## Given request
Convert the stretch of records below, from the line containing "Task: locate the white car" through the line containing "pixel 338 170", into a two-column CSV with the headers task and answer. Use one row per record, put each field in quotes, and replace line breaks with spaces.

## Supplied entries
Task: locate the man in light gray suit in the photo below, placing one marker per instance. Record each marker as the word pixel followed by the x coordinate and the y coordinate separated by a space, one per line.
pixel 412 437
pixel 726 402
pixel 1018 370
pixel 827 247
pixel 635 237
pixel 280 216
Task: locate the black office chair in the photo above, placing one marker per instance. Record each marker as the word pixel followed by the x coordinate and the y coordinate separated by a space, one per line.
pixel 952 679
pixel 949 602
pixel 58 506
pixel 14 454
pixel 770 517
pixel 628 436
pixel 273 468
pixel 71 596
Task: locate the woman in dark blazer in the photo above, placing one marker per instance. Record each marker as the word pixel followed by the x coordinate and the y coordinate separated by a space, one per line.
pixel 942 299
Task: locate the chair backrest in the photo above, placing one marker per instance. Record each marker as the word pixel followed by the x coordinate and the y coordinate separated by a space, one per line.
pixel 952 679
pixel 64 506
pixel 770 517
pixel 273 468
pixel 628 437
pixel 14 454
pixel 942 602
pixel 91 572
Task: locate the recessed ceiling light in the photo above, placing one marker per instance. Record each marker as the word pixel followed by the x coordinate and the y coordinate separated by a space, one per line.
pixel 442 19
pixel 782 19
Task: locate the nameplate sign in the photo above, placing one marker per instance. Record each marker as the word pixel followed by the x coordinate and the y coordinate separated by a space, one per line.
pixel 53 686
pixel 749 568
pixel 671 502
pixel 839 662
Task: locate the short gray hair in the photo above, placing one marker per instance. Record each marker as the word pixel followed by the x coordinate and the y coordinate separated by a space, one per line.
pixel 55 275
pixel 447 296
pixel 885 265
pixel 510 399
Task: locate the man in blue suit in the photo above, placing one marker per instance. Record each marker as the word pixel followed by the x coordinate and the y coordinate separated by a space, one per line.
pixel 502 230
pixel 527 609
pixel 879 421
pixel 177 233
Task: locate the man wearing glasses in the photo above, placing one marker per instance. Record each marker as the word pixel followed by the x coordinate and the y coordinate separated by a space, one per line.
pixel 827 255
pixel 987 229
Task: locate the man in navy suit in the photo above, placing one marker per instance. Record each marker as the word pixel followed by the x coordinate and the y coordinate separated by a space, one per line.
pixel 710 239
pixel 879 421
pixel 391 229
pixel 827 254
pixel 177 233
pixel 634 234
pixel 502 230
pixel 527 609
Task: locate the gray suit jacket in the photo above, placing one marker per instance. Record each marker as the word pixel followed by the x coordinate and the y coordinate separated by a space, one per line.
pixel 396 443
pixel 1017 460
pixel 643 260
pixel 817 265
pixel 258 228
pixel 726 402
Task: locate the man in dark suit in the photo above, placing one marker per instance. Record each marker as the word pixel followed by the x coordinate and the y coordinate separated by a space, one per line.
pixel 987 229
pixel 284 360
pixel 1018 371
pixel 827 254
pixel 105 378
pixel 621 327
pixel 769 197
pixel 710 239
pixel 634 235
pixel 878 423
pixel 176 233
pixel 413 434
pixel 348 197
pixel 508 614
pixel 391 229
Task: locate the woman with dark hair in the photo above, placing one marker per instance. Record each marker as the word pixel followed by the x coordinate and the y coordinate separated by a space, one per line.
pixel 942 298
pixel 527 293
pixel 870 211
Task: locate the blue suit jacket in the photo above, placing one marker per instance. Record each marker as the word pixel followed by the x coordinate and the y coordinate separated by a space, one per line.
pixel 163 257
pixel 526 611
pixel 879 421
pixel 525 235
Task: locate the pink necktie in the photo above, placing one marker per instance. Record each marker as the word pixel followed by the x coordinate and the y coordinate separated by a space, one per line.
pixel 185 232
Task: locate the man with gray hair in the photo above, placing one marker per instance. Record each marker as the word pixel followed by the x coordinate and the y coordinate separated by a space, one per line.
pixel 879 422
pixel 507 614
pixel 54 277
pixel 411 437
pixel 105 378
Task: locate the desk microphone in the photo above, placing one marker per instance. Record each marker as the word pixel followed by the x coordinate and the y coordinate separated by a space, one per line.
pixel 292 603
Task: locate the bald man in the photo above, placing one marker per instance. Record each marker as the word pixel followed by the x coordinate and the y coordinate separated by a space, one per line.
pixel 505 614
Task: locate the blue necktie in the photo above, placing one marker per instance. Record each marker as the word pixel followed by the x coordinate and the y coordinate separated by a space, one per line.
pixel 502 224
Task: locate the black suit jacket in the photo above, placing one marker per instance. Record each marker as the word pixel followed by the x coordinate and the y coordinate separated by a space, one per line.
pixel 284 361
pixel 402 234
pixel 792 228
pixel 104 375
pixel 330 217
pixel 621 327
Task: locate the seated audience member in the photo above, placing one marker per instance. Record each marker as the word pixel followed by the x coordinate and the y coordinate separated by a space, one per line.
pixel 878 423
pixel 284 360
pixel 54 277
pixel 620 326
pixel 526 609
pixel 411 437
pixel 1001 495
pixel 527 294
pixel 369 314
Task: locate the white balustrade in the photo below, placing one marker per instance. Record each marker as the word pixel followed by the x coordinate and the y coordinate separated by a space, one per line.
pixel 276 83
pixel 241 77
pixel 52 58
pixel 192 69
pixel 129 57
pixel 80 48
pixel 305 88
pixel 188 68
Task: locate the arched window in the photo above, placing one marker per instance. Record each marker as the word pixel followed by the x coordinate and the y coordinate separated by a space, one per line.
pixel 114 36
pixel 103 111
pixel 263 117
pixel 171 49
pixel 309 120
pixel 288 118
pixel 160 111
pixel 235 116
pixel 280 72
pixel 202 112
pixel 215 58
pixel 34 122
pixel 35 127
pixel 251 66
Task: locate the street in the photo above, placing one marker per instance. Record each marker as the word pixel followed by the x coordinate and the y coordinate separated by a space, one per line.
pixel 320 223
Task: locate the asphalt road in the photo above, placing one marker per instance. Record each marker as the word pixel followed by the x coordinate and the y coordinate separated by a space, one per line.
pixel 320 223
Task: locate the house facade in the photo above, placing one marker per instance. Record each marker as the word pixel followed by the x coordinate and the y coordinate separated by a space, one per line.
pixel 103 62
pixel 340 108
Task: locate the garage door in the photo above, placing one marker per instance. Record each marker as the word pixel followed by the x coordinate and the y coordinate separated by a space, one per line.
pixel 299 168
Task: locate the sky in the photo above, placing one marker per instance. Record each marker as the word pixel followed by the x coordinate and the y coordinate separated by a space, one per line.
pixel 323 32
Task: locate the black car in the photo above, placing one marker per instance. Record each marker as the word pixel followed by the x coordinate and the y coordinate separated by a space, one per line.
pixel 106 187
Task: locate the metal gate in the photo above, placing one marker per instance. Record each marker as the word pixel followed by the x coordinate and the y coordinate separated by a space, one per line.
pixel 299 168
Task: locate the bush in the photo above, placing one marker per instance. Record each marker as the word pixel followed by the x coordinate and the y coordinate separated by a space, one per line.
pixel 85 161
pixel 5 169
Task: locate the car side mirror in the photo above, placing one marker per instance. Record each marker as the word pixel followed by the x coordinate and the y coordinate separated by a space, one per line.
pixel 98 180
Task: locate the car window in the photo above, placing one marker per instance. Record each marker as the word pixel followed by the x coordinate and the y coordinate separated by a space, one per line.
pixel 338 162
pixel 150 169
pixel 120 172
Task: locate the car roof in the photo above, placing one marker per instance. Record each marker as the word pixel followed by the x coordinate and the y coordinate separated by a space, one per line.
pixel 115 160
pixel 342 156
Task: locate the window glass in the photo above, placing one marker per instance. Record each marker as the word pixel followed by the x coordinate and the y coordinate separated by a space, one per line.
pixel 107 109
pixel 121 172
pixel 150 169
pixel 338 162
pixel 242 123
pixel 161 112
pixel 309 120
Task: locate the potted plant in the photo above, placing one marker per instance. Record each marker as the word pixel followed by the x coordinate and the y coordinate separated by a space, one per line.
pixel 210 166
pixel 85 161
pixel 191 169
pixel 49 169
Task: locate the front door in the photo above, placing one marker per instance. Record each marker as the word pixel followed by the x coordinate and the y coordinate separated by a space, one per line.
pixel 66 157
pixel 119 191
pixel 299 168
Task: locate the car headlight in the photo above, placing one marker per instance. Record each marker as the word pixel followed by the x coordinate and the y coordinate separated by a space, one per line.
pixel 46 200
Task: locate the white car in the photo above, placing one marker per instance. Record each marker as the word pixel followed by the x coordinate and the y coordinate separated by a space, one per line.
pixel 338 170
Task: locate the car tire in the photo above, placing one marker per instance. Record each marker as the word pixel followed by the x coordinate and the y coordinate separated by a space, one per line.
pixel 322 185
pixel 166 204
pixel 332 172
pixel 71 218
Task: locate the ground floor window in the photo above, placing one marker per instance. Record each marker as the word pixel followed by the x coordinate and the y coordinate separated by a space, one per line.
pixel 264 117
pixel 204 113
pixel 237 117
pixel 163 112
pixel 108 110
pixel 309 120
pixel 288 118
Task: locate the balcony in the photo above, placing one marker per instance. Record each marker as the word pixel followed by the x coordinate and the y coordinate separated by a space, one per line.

## Response below
task,answer
"Task: locate the white car in the photo above, placing one marker per instance. Record each marker as the word pixel followed by the x coordinate and the y coordinate separated by a space, one per line.","pixel 338 170"